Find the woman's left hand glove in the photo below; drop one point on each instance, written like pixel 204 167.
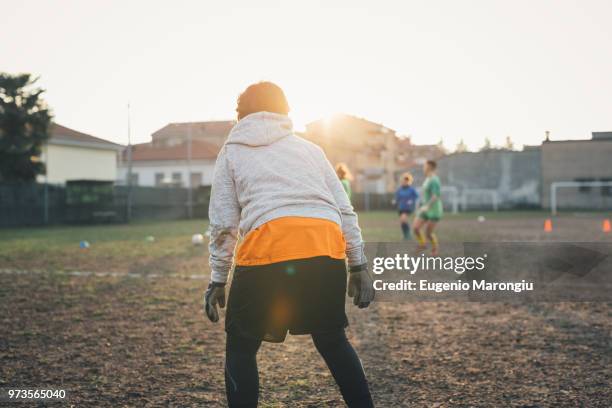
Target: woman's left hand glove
pixel 215 294
pixel 360 286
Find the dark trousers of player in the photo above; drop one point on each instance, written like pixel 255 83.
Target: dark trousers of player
pixel 242 378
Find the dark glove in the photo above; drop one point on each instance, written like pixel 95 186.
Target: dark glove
pixel 215 294
pixel 360 286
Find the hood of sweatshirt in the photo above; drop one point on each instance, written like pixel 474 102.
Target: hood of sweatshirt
pixel 260 129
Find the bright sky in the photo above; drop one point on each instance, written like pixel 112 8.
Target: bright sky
pixel 431 69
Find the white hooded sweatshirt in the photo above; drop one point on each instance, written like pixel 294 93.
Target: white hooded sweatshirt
pixel 263 172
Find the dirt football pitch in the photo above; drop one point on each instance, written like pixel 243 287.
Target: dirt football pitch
pixel 121 324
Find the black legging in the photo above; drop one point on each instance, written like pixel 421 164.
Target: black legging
pixel 242 378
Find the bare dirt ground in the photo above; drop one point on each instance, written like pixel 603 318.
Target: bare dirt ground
pixel 114 341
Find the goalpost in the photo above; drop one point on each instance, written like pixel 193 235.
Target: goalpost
pixel 447 191
pixel 555 185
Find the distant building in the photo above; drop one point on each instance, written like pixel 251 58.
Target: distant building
pixel 512 176
pixel 369 149
pixel 73 155
pixel 213 132
pixel 578 160
pixel 410 155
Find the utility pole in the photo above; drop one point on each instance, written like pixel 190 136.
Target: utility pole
pixel 129 175
pixel 189 184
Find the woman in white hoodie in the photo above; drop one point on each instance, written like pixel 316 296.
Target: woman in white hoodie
pixel 279 194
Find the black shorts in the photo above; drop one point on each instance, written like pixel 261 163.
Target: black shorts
pixel 301 296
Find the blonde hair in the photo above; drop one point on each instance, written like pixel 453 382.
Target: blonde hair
pixel 407 177
pixel 343 172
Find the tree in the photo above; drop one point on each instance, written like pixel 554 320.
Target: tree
pixel 25 120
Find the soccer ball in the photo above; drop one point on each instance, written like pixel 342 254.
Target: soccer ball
pixel 197 239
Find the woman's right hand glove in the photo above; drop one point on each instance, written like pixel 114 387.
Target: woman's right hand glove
pixel 215 294
pixel 360 286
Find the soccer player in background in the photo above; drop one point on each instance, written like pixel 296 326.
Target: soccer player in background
pixel 406 197
pixel 430 212
pixel 344 174
pixel 282 196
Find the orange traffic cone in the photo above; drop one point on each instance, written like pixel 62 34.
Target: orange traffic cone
pixel 548 225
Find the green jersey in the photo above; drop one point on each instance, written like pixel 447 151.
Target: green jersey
pixel 432 187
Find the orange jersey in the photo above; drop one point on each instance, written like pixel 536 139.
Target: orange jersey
pixel 288 238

☆ ☆ ☆ ☆

_What this task involves_
The lines from the top of the data above through the one holding "Find the dark glove" are to be repeated exactly, and only those, with no pictures.

_Worked solution_
Find the woman's left hand glove in the photo below; drop one point on each instance, written like pixel 204 167.
Target: woman's left hand glove
pixel 215 294
pixel 360 286
Find the dark trousers of player in the photo above; drop one point on each instance, written like pixel 255 83.
Target: dark trousers of player
pixel 242 378
Find the dark glove in the photo above; drop one point on each instance, written like pixel 95 186.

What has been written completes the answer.